◆ **Task to carry out**: Write the next part of the calculus solution below on differentiating the inverse sine of x with respect to the inverse cosine of the square root of one minus x squared, starting right after its last sentence.

◆ **Passage provided**:
__________
Question

The derivative of ${{\sin }^{-1}}x$ w.r.t. ${{\cos }^{-1}}\sqrt{1-{{x}^{2}}}$ is $\left( -1\le x\le 1 \right)$

A) $\dfrac{1}{\sqrt{1-{{x}^{2}}}}$

B) 1

C) ${{\cos }^{-1}}x$

D) ${{\tan }^{-1}}\dfrac{1}{\sqrt{1-{{x}^{2}}}}$

Answer 1

We have to find the derivative of ${{\sin }^{-1}}x$ with respect to ${{\cos }^{-1}}\sqrt{1-{{x}^{2}}}$. For that, we will first find the differentiation of ${{\sin }^{-1}}x$ with respect to x and then we will find the differentiation of ${{\cos }^{-1}}\sqrt{1-{{x}^{2}}}$ with respect to x. Then we will divide the value of the derivative of ${{\cos }^{-1}}\sqrt{1-{{x}^{2}}}$ obtained by the value of derivative of ${{\sin }^{-1}}x$. From there, we will get the result of the derivative of ${{\sin }^{-1}}x$ with respect to ${{\cos }^{-1}}\sqrt{1-{{x}^{2}}}$.
__________
◆ **Entries provided**:
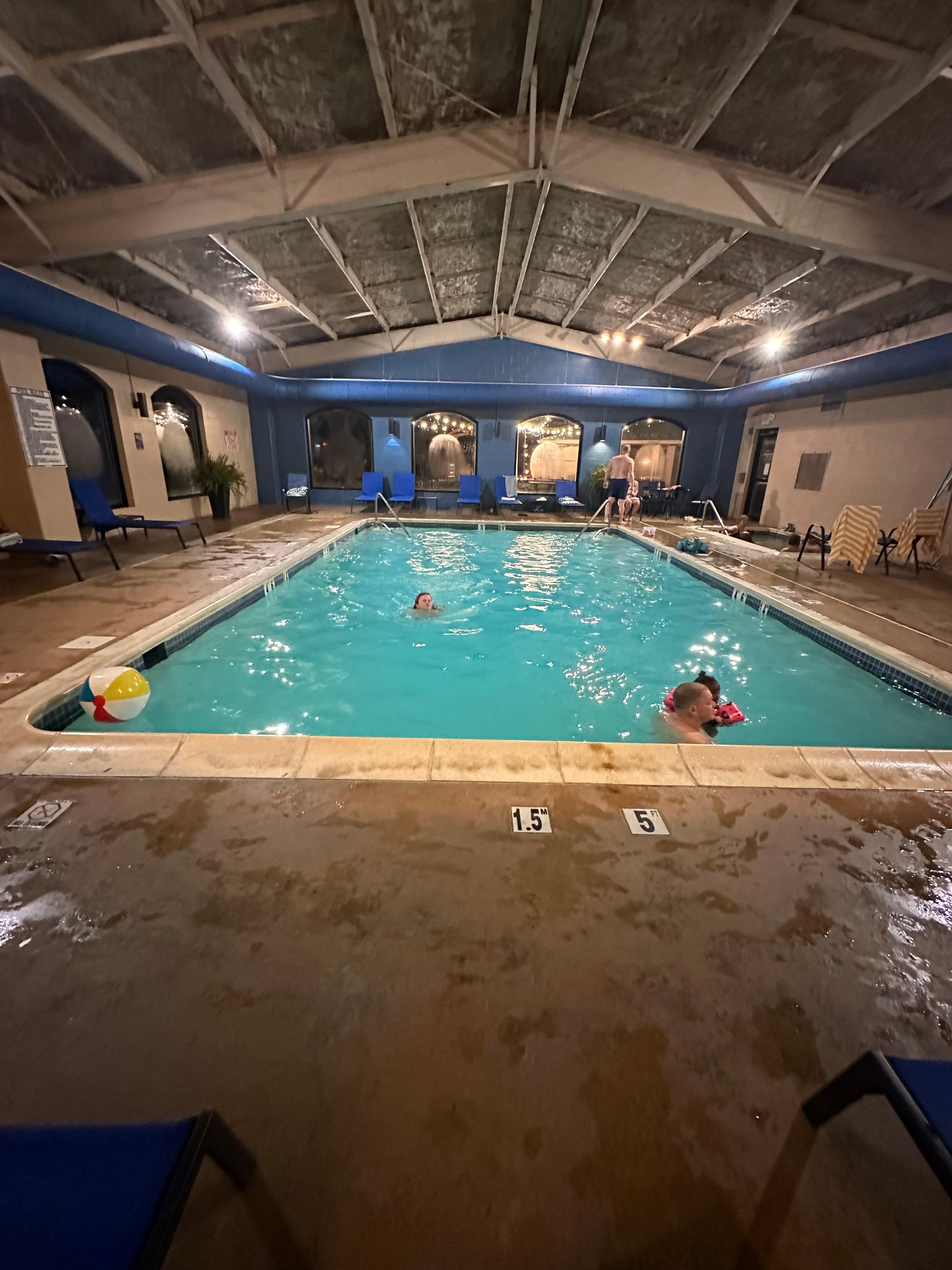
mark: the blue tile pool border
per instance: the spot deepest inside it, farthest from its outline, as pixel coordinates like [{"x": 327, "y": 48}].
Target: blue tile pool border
[{"x": 66, "y": 709}]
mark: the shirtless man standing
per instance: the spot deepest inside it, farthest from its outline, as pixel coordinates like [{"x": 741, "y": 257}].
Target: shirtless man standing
[{"x": 620, "y": 474}]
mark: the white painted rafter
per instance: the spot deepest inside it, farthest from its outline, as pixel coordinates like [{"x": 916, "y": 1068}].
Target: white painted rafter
[
  {"x": 251, "y": 262},
  {"x": 784, "y": 280},
  {"x": 874, "y": 112},
  {"x": 171, "y": 280},
  {"x": 860, "y": 301},
  {"x": 327, "y": 238},
  {"x": 45, "y": 83},
  {"x": 211, "y": 28},
  {"x": 760, "y": 37},
  {"x": 183, "y": 26},
  {"x": 480, "y": 157},
  {"x": 697, "y": 265},
  {"x": 602, "y": 267}
]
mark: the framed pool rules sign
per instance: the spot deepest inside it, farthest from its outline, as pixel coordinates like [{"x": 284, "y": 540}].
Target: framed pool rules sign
[{"x": 36, "y": 422}]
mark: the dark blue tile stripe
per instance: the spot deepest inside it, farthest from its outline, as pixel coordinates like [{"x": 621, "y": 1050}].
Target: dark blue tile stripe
[{"x": 68, "y": 709}]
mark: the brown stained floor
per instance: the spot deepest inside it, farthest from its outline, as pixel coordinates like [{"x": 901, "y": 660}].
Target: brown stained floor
[{"x": 450, "y": 1046}]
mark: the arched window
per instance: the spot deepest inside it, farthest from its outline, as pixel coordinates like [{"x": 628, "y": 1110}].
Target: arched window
[
  {"x": 546, "y": 451},
  {"x": 86, "y": 421},
  {"x": 176, "y": 417},
  {"x": 341, "y": 446},
  {"x": 655, "y": 445},
  {"x": 445, "y": 450}
]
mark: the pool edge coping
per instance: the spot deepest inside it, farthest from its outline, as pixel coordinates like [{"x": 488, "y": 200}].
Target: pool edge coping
[{"x": 30, "y": 751}]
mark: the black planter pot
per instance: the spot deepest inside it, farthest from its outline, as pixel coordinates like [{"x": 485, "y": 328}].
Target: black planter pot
[{"x": 220, "y": 498}]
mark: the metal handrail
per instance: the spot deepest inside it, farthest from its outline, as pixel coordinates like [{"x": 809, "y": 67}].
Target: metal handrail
[
  {"x": 593, "y": 518},
  {"x": 704, "y": 515},
  {"x": 380, "y": 495}
]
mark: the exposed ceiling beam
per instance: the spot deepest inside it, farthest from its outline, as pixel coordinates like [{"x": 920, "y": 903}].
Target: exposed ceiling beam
[
  {"x": 866, "y": 298},
  {"x": 327, "y": 238},
  {"x": 574, "y": 78},
  {"x": 209, "y": 60},
  {"x": 696, "y": 266},
  {"x": 507, "y": 214},
  {"x": 201, "y": 296},
  {"x": 779, "y": 284},
  {"x": 755, "y": 45},
  {"x": 480, "y": 157},
  {"x": 13, "y": 204},
  {"x": 71, "y": 106},
  {"x": 380, "y": 75},
  {"x": 529, "y": 56},
  {"x": 530, "y": 244},
  {"x": 838, "y": 37},
  {"x": 424, "y": 262},
  {"x": 214, "y": 28},
  {"x": 892, "y": 98},
  {"x": 251, "y": 262},
  {"x": 602, "y": 267},
  {"x": 21, "y": 191},
  {"x": 569, "y": 94}
]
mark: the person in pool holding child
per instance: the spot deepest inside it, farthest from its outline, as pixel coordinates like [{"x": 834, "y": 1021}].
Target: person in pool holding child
__________
◆ **Result of this exercise**:
Complete step by step solution:

Let ${{\sin }^{-1}}x=u$ and ${{\cos }^{-1}}\sqrt{1-{{x}^{2}}}=v$

Now, we will first differentiate u with respect to x.

$\Rightarrow \dfrac{du}{dx}=\dfrac{d{{\sin }^{-1}}x}{dx}$

We know the differentiation of ${{\sin }^{-1}}x$ is equal to $\dfrac{1}{\sqrt{1-{{x}^{2}}}}$

Therefore,

$\Rightarrow \dfrac{du}{dx}=\dfrac{1}{\sqrt{1-{{x}^{2}}}}$…………….. $\left( 1 \right)$

Now, we will differentiate v with respect to x.

$\Rightarrow \dfrac{dv}{dx}=\dfrac{d{{\cos }^{-1}}\sqrt{1-{{x}^{2}}}}{dx}$

We know the differentiation of ${{\cos }^{-1}}x$ is equal to$-\dfrac{1}{\sqrt{1-{{x}^{2}}}}$, so to find differentiation of ${{\cos }^{-1}}\sqrt{1-{{x}^{2}}}$, we will use chain rule of differentiation.

Therefore, the equation becomes.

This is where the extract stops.